The task
Please put every line of the records below into a numbered list, leaving out blank lines.

Records provided
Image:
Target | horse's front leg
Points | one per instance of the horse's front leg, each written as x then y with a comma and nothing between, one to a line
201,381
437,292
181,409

Exercise response
1. Image:
2. Target | horse's front leg
3. Points | one per instance of the horse's front leg, each written as x then y with a comma and nothing between, one to a line
4. 201,381
5. 437,292
6. 181,409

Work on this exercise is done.